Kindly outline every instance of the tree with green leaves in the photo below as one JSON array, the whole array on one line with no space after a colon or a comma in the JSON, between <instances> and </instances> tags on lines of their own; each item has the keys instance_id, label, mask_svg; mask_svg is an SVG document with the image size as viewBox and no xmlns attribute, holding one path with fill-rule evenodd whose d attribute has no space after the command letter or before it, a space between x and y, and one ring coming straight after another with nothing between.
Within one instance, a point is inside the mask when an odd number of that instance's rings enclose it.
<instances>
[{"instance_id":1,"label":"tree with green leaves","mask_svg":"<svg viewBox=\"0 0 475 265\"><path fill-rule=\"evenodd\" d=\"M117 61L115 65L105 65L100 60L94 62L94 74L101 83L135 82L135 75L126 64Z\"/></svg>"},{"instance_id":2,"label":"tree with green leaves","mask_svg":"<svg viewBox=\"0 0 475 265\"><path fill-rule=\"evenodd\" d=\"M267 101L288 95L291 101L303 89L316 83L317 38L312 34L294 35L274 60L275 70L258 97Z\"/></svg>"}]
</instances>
=======
* [Exercise prompt]: Can you repeat all of the records above, switching "enclose" to "surround" and leaving everything else unchanged?

* [Full answer]:
Kindly outline every instance of the tree with green leaves in the photo below as one JSON array, the whole array on one line with no space after a colon or a comma in the JSON, between <instances> and </instances> tags on lines of their own; each item has the keys instance_id, label, mask_svg; mask_svg is an SVG document with the image size as viewBox and no xmlns attribute, holding one path with fill-rule evenodd whose d attribute has no space after the command letter or before it, a space between x and y, and one ring coming straight after another with nothing between.
Within one instance, a point is inside the mask when an odd number of that instance's rings surround it.
<instances>
[{"instance_id":1,"label":"tree with green leaves","mask_svg":"<svg viewBox=\"0 0 475 265\"><path fill-rule=\"evenodd\" d=\"M117 61L115 65L105 65L100 60L94 62L94 74L101 83L135 82L135 75L126 64Z\"/></svg>"},{"instance_id":2,"label":"tree with green leaves","mask_svg":"<svg viewBox=\"0 0 475 265\"><path fill-rule=\"evenodd\" d=\"M267 101L288 95L291 101L303 89L316 83L317 38L312 34L294 35L274 60L275 70L258 97Z\"/></svg>"}]
</instances>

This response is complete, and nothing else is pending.